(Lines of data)
## begin

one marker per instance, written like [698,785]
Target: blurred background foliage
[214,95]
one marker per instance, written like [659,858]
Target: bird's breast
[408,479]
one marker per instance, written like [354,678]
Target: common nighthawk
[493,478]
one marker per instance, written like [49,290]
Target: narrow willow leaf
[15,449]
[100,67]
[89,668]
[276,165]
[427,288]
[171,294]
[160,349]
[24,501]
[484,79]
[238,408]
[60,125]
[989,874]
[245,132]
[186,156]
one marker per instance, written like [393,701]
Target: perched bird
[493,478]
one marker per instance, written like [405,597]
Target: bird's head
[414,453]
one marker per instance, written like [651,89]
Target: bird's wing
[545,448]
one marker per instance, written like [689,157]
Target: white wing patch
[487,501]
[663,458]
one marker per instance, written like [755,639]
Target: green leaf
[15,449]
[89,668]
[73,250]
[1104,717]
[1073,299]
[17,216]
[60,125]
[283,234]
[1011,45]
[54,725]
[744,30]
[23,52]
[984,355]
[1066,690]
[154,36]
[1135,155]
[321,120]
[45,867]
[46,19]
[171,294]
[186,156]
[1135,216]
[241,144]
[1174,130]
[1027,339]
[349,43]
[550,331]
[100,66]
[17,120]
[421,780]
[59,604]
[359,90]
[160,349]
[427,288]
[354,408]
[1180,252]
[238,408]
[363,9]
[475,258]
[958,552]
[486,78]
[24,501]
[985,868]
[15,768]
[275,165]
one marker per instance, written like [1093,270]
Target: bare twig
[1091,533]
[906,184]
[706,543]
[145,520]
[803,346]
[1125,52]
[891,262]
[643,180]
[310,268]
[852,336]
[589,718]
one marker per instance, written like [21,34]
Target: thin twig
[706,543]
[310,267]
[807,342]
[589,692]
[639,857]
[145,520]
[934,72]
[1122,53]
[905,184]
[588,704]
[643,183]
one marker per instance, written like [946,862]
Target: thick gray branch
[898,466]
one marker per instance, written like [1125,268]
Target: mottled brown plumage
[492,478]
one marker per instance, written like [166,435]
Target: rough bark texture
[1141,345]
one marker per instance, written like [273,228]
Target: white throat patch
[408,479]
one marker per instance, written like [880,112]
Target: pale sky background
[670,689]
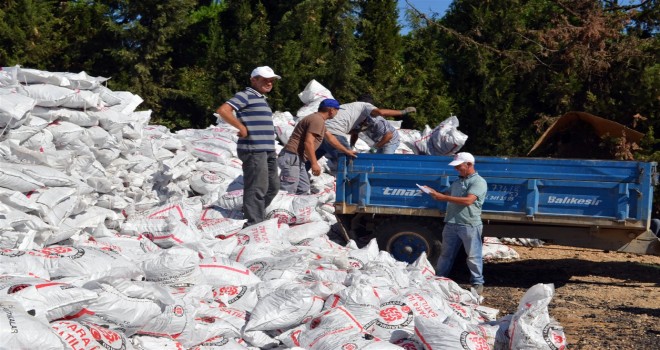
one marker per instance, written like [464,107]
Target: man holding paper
[465,199]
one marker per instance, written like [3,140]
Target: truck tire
[407,238]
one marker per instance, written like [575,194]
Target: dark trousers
[261,183]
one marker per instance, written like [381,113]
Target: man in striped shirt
[256,143]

## end

Except for the pictures, give all the material above again verbatim.

§ **RESULT OF THIS TASK**:
one marker per instance, written like [698,785]
Target: blurred background foliage
[214,95]
one marker per instance, written like [659,858]
Target: bird's breast
[408,479]
one marker per instance, written like [354,678]
Target: common nighthawk
[493,478]
one marker per instance, written like [49,290]
Target: narrow willow leaf
[15,449]
[100,67]
[89,668]
[276,165]
[427,288]
[171,294]
[160,349]
[24,501]
[484,79]
[238,408]
[60,125]
[989,874]
[245,132]
[186,156]
one marker per instance, written like [393,701]
Target: perched bird
[493,478]
one marker per instance, written like [405,597]
Target: bird's head
[414,453]
one marker per instance, written like [651,89]
Target: bird's wing
[545,448]
one marker per instance, written like [689,157]
Target: white wing patch
[487,501]
[663,458]
one marker per instance, written like [755,639]
Target: green leaf
[15,449]
[89,668]
[73,250]
[1104,717]
[1073,299]
[17,216]
[60,125]
[283,234]
[1011,45]
[54,725]
[744,30]
[23,52]
[984,355]
[1066,690]
[154,36]
[1135,155]
[321,120]
[45,867]
[46,19]
[171,294]
[186,156]
[1135,216]
[241,144]
[1174,130]
[1027,339]
[349,43]
[550,331]
[100,66]
[17,120]
[421,780]
[59,604]
[359,90]
[160,349]
[427,288]
[354,408]
[1180,252]
[238,408]
[363,9]
[475,258]
[958,552]
[486,78]
[24,501]
[985,868]
[15,768]
[275,165]
one marker per instance, written like [1093,270]
Target: bare twig
[1091,533]
[906,184]
[706,543]
[145,520]
[803,346]
[1125,52]
[891,262]
[643,180]
[310,268]
[852,336]
[589,718]
one marker per instance, written like [21,34]
Target: thin twig
[706,543]
[310,267]
[807,342]
[589,692]
[639,857]
[145,520]
[934,72]
[1122,53]
[905,184]
[588,704]
[643,183]
one marker per instance, written like [946,862]
Target: thick gray branch
[898,466]
one marker per instance, written like [1125,268]
Target: mottled brown plumage
[492,478]
one marker per instance, written like [166,435]
Target: rough bark texture
[1141,345]
one marker per instance, written like [273,228]
Target: white throat patch
[408,479]
one marker per instance, written like [880,112]
Target: pale sky background
[670,689]
one marker per instance, written like [464,107]
Target: man holding paper
[465,199]
one marker per instance, written like [3,140]
Target: truck tire
[407,238]
one marker per instance, written like [575,194]
Target: dark trousers
[261,183]
one marker per instance, written like [381,113]
Target: man in striped shirt
[256,143]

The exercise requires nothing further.